• [TASK STATEMENT]:
Copy the records from the line that contains "Scan the image provided and answer: is any green beach" through the line that contains "xmin=202 ymin=259 xmax=650 ymax=433", and output only those lines. Swap "umbrella" for "parasol" wherever it occurs, leaving everything else unchanged.
--- start DATASET ENTRIES ---
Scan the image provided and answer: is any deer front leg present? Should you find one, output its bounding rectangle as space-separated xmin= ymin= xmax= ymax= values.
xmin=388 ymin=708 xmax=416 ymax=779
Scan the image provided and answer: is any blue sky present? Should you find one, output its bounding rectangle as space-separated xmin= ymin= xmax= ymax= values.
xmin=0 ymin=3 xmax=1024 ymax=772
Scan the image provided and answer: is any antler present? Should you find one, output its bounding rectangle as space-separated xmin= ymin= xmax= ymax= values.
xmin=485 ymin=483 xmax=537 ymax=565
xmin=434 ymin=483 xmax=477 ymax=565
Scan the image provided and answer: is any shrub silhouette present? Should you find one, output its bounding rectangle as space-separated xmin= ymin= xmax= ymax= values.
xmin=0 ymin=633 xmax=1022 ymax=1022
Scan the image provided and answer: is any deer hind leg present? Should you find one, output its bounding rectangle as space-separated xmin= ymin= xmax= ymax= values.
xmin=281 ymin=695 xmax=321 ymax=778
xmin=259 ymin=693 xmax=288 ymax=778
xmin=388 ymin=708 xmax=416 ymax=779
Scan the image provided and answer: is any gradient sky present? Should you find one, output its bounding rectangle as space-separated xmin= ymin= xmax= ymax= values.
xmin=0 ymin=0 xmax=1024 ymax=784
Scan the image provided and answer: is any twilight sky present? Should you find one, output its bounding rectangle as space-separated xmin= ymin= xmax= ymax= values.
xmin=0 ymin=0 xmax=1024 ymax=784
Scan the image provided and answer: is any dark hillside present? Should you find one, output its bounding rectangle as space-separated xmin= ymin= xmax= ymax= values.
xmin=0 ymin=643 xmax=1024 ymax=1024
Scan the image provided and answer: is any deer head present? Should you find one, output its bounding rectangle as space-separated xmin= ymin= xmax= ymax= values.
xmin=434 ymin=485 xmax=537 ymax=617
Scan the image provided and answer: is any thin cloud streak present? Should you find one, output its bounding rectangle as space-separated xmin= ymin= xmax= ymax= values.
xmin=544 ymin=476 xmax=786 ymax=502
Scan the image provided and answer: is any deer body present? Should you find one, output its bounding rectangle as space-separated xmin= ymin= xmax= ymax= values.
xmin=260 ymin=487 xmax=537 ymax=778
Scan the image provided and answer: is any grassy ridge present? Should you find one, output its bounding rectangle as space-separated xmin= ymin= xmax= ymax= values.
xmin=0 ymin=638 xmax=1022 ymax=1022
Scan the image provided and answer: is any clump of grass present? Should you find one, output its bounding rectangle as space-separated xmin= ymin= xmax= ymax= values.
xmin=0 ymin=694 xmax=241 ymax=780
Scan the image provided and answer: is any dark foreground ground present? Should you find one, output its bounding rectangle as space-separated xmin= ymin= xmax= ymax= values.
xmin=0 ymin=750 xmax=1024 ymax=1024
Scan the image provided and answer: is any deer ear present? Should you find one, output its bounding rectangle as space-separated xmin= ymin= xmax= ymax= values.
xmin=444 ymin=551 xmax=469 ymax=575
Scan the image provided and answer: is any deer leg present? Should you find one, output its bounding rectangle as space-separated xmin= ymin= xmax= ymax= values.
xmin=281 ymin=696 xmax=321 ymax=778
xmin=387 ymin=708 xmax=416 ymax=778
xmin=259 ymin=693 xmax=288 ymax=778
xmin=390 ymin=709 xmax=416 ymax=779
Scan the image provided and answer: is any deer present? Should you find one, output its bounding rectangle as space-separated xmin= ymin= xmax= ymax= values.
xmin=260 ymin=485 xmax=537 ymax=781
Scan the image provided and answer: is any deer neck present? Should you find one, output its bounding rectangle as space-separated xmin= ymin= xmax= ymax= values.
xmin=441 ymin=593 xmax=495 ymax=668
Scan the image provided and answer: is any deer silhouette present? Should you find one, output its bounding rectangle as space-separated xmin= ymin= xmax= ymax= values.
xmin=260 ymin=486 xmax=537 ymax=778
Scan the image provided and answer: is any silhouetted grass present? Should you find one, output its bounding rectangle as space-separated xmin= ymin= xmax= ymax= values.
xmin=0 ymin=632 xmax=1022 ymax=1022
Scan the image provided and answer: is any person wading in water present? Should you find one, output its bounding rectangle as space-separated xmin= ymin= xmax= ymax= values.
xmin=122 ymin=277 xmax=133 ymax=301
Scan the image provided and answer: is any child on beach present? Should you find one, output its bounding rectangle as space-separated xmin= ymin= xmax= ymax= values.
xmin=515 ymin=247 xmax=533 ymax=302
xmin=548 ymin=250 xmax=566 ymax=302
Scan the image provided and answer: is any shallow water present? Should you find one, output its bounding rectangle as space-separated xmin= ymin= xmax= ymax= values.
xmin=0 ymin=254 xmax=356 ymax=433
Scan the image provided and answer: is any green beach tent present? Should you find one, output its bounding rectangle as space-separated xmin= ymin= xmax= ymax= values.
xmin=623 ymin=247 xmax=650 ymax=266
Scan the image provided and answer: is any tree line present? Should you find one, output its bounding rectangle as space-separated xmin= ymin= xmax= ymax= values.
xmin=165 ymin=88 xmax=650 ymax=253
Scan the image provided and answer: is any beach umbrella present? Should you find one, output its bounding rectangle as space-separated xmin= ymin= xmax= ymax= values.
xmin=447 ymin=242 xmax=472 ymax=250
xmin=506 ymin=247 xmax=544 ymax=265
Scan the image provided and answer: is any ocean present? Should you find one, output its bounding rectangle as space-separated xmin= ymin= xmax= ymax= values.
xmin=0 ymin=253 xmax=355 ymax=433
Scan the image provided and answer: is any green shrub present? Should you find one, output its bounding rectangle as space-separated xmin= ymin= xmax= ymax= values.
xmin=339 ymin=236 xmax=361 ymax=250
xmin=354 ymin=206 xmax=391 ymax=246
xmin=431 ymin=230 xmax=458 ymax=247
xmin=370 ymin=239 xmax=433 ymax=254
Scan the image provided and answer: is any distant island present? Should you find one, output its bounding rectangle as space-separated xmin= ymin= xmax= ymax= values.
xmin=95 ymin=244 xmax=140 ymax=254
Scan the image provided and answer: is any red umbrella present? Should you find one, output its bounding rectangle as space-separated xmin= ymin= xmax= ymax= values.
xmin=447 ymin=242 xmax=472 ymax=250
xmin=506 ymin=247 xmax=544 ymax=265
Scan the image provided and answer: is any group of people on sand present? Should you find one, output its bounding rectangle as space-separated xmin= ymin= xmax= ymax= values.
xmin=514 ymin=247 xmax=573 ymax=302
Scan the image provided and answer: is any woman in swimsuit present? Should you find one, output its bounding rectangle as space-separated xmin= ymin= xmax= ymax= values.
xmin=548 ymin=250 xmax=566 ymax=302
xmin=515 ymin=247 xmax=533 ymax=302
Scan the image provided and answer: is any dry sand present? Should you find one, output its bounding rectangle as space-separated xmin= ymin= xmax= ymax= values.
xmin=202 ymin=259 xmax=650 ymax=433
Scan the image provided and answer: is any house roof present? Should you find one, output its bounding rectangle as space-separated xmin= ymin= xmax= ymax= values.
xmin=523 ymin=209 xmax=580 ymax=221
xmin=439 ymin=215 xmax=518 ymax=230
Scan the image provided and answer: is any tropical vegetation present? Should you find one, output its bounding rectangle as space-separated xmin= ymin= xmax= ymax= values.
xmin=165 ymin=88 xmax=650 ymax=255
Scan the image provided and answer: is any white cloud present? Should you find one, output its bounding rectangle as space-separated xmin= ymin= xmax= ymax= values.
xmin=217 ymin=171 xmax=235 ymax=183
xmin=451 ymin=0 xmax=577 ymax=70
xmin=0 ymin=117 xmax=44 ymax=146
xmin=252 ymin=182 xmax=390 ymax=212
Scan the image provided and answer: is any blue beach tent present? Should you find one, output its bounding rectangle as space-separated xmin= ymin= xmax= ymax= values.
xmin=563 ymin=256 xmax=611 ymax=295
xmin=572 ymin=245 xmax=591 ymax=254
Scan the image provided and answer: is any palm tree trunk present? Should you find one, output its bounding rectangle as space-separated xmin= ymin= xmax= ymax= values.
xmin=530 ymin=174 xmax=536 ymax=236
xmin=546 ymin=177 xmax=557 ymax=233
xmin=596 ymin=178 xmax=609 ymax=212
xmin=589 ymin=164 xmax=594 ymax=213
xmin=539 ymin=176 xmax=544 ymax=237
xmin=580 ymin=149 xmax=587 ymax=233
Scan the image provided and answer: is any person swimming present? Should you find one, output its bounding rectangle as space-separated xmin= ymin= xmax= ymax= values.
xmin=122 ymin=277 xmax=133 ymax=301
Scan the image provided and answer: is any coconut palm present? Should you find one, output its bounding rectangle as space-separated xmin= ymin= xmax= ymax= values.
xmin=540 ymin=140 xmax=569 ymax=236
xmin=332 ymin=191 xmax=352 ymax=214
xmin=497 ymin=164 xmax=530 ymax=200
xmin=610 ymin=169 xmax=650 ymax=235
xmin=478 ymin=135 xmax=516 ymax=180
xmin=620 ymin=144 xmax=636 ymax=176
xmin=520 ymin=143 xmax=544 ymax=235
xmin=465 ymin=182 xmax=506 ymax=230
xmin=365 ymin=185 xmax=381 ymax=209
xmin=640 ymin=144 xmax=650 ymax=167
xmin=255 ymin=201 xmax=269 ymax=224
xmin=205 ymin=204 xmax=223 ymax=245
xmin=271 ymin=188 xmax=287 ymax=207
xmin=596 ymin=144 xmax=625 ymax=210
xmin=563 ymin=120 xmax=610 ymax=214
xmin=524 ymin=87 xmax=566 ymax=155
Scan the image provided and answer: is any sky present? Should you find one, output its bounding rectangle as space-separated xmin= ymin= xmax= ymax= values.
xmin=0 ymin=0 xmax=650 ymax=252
--- end DATASET ENTRIES ---
• [FINAL RESULT]:
Scan the image provided and answer: is any green beach tent present? Should you find one, output its bounding rectangle as space-separated xmin= ymin= xmax= ymax= values.
xmin=623 ymin=247 xmax=650 ymax=266
Scan the image provided and answer: is any tree line present? Should you find one, output its bounding rectangle as space-separated xmin= ymin= xmax= ymax= values.
xmin=165 ymin=88 xmax=650 ymax=253
Scan the image provided and answer: is any beach parasol present? Should you find one, output its bounding rectangle as space-separated xmin= ymin= xmax= ymax= values.
xmin=447 ymin=242 xmax=472 ymax=250
xmin=506 ymin=247 xmax=544 ymax=265
Scan the image provided and answer: is any ocean present? Should you find one, output its bounding rectangle as space-separated xmin= ymin= xmax= ymax= values.
xmin=0 ymin=253 xmax=355 ymax=433
Scan the image provided and answer: is any green shrub present? Should you find one, output its bounding rectangle as space-separated xmin= ymin= xmax= ymax= values.
xmin=339 ymin=236 xmax=361 ymax=250
xmin=354 ymin=206 xmax=391 ymax=246
xmin=431 ymin=230 xmax=458 ymax=247
xmin=370 ymin=239 xmax=433 ymax=254
Scan the image provided and answer: is any distant island present? Should you find one, output its bounding rectangle as space-separated xmin= ymin= xmax= ymax= values.
xmin=95 ymin=244 xmax=140 ymax=254
Scan the image provided and answer: is any red parasol present? Should you find one, output its bounding rectangle as space-separated xmin= ymin= xmax= ymax= values.
xmin=447 ymin=242 xmax=472 ymax=250
xmin=506 ymin=247 xmax=544 ymax=265
Scan the image provided and answer: is any group of people on sand present? Should you find one, output its bounding rectangle as space-separated xmin= ymin= xmax= ymax= values.
xmin=514 ymin=247 xmax=573 ymax=302
Scan the image provided and answer: is any woman in swimsuit present? Should you find one, output its bounding rectangle as space-separated xmin= ymin= xmax= ymax= values.
xmin=548 ymin=250 xmax=566 ymax=302
xmin=515 ymin=247 xmax=533 ymax=302
Scan the image provided and answer: is any dry sand present? Should you find one, output its bounding rectangle as space-separated xmin= ymin= xmax= ymax= values.
xmin=202 ymin=259 xmax=650 ymax=433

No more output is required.